RECORDED INFORMATION
- Opening Delimiter -

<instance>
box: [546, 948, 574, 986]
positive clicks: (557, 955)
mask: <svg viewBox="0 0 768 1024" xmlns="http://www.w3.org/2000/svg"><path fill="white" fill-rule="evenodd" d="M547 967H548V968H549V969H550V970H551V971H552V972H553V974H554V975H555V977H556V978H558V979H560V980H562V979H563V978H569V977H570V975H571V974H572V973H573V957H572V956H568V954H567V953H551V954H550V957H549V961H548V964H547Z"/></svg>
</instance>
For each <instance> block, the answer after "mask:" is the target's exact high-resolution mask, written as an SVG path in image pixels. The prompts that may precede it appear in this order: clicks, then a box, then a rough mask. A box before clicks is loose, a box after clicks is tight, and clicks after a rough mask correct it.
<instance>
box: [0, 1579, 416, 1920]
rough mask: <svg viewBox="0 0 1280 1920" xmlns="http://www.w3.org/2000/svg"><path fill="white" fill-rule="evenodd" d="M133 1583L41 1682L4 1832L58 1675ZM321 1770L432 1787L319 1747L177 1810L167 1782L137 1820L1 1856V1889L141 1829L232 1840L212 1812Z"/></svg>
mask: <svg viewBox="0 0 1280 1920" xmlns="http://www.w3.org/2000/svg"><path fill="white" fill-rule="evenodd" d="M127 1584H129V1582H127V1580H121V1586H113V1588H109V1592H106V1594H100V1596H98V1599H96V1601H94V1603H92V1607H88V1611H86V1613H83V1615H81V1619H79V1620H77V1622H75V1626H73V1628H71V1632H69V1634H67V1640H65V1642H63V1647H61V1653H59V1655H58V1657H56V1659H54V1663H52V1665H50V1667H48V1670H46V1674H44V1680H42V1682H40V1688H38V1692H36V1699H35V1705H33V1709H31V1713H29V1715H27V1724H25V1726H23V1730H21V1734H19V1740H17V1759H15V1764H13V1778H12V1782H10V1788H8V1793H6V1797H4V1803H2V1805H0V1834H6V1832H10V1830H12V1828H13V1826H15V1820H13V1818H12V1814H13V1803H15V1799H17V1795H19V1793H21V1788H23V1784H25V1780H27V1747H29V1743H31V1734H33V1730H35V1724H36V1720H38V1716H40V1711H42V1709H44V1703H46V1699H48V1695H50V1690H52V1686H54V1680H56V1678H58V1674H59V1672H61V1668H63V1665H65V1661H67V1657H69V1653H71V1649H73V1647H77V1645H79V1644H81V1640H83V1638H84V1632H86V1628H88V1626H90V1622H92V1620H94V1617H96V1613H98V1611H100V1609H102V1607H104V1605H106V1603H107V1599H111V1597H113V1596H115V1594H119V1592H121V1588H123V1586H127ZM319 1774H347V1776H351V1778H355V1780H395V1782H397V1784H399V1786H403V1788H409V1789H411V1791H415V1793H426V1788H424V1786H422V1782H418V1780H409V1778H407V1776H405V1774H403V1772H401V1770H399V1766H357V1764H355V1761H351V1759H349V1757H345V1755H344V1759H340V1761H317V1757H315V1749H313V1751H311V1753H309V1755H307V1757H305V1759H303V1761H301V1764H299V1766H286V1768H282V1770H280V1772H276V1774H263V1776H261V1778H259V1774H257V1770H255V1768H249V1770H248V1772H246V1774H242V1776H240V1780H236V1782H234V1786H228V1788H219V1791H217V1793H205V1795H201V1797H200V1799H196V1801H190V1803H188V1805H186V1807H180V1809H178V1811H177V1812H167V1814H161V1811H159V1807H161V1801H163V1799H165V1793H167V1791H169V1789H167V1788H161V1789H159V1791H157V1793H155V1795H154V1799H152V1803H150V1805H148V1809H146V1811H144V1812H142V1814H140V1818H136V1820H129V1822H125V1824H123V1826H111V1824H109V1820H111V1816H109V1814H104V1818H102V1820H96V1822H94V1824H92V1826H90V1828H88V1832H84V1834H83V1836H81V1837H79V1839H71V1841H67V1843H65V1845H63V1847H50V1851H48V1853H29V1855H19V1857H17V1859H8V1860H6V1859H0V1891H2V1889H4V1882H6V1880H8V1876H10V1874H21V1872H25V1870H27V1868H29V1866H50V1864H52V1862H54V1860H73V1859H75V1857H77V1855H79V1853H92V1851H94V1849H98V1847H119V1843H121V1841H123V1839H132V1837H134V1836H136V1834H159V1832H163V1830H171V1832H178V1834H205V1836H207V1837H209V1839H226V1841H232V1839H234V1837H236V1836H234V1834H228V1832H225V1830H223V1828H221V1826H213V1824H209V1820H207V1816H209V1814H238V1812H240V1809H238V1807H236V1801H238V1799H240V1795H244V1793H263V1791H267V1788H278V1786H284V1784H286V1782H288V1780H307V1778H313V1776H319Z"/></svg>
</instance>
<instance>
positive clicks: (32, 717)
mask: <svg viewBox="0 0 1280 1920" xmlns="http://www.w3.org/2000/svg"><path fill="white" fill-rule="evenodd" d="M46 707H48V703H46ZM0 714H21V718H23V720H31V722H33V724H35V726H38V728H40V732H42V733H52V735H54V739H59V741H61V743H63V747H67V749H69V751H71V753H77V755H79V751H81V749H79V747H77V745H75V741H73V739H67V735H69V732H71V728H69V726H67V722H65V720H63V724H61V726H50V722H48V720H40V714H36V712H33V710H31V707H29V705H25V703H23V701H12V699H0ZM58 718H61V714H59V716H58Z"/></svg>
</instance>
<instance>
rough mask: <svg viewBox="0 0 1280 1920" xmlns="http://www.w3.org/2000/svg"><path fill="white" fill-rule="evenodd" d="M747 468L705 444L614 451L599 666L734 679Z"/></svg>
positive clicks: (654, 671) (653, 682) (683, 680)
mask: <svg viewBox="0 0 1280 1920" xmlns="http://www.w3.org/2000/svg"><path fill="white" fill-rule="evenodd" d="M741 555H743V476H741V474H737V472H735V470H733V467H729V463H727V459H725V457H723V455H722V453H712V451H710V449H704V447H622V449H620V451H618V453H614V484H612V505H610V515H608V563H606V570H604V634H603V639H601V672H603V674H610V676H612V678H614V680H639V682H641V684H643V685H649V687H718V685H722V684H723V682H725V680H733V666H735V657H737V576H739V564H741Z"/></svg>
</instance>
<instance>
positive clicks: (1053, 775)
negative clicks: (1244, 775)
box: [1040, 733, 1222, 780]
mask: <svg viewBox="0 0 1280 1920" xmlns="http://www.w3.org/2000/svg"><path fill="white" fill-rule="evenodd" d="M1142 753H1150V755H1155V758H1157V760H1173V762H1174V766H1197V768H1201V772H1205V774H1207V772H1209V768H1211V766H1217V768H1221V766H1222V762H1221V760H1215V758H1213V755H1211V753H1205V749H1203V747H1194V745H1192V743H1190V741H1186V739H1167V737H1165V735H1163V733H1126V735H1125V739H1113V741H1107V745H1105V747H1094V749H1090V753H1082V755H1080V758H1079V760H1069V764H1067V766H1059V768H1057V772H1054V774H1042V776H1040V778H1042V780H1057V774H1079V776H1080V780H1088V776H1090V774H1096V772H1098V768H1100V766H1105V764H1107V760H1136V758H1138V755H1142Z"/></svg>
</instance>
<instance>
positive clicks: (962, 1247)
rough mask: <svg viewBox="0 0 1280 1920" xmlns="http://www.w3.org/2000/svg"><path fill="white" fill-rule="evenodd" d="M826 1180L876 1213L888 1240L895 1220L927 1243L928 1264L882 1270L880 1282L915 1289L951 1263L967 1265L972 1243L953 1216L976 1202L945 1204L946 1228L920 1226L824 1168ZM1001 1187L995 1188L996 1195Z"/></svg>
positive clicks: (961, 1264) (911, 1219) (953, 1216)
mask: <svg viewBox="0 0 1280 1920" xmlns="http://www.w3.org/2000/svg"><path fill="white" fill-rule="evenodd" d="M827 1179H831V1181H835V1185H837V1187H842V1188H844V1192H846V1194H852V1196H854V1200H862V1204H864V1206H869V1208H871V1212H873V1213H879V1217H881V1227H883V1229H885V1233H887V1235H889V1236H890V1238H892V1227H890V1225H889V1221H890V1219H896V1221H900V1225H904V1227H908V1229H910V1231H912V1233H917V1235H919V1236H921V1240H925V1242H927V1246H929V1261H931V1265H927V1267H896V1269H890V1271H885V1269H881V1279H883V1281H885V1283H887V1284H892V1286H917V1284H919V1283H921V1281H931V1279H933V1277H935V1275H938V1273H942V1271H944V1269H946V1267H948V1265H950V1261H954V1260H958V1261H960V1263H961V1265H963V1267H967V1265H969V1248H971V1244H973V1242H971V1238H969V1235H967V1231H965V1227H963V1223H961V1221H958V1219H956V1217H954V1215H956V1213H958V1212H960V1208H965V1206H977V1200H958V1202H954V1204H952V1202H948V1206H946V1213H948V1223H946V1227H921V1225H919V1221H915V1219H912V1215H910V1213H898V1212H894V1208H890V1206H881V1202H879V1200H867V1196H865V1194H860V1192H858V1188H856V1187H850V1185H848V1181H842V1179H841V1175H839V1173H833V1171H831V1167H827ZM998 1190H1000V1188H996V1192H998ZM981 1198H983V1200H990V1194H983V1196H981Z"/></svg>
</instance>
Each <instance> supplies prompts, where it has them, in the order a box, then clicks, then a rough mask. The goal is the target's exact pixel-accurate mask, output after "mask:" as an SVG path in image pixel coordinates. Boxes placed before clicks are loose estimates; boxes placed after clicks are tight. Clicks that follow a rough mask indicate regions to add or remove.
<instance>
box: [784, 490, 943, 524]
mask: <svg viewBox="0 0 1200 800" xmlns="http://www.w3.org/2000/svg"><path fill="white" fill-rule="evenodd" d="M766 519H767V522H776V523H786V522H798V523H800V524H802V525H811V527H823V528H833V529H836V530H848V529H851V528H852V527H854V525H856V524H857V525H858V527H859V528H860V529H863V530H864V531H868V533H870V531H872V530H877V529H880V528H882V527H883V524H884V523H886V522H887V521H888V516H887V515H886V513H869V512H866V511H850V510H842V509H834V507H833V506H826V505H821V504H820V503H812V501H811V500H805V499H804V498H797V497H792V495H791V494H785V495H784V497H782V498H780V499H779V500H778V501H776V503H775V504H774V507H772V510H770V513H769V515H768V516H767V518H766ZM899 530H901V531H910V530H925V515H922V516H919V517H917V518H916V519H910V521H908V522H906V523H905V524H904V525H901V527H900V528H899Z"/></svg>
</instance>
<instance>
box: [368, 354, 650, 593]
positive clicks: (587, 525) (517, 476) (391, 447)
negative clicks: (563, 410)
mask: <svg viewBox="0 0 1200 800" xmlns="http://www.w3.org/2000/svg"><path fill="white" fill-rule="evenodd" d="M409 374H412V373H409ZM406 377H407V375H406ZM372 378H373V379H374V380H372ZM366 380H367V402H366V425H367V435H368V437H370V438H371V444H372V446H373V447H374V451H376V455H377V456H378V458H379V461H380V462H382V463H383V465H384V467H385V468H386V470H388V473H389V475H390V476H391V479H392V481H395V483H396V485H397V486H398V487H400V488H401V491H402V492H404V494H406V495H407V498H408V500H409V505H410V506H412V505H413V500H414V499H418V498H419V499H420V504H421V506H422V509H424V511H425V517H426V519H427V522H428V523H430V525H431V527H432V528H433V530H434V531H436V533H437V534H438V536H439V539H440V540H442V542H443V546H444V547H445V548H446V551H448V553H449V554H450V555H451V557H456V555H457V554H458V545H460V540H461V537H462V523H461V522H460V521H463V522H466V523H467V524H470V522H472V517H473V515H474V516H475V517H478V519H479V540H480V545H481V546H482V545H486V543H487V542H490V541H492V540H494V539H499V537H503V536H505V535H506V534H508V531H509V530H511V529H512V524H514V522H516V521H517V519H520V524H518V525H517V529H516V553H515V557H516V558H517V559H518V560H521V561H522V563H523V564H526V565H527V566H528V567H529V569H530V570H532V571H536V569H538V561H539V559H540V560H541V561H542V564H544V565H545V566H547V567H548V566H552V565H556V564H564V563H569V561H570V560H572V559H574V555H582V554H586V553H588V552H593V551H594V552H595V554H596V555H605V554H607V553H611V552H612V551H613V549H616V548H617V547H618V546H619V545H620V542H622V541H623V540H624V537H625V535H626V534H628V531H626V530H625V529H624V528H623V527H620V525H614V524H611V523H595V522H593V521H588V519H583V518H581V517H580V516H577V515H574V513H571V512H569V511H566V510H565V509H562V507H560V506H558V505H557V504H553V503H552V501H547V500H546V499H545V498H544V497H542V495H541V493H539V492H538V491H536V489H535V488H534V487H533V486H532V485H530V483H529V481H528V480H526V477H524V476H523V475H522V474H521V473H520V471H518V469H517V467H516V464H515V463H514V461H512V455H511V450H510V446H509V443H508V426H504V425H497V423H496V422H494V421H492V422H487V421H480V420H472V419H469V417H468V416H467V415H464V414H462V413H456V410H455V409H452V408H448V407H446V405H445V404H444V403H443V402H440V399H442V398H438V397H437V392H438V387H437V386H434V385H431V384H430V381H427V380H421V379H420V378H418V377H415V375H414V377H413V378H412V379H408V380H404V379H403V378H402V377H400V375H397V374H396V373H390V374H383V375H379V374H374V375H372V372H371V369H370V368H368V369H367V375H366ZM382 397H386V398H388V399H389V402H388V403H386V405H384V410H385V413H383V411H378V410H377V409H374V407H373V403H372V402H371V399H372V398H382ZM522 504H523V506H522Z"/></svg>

- Closing Delimiter -

EXERCISE PROMPT
Can you set down the records word for word, from the first line through the line that contains "positive clicks: (557, 955)"?

EXPECTED ANSWER
<instance>
box: [546, 948, 574, 986]
positive clicks: (557, 955)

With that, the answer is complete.